◆ PASSAGE:
Flexible working has been a growing trend for many years; with the outbreak of COVID-19, this trend has reached its tipping point.
For many employers, flexible working arrangements have been the only way to handle the unprecedented challenges the pandemic brought about; with 78% of workers now saying they want increased flexibility in their work moving forward, it will be exceptionally difficult for employers to justify denying them it.
This marks a fundamental change in the way organizations need to think about flexibility.
Flexible work is no longer a perk
Historically, flexible work has been seen as a benefit: if it was bestowed upon workers, the assumption was they would be grateful and repay organizations with loyalty.
With flexibility increasingly expected to become the norm, this assumption will need to be seriously reassessed.
The reality is, flexible working offers a huge range of benefits – not just for workers, but employers too. It increases productivity, improves job satisfaction and opens the door to a far more diverse group of workers.

Referring-expression pointing data
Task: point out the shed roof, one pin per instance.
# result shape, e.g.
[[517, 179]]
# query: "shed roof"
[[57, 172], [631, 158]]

◆ ACTIVITY A:
Answer these about the passage on flexible working:
(i) What share of workers now say they want increased flexibility in their work moving forward?
(ii) Historically, what did organizations assume workers would repay them with when flexible work was granted?
(iii) What three things does flexible working do, according to the final paragraph?
◆ ACTIVITY B: Transcribe the stretch of the passage on flexible working from "For many employers, flexible" through "think about flexibility.".

◆ ANSWER SPACE A:
(i) 78%
(ii) Loyalty
(iii) It increases productivity, improves job satisfaction and opens the door to a far more diverse group of workers.

◆ ANSWER SPACE B:
For many employers, flexible working arrangements have been the only way to handle the unprecedented challenges the pandemic brought about; with 78% of workers now saying they want increased flexibility in their work moving forward, it will be exceptionally difficult for employers to justify denying them it.
This marks a fundamental change in the way organizations need to think about flexibility.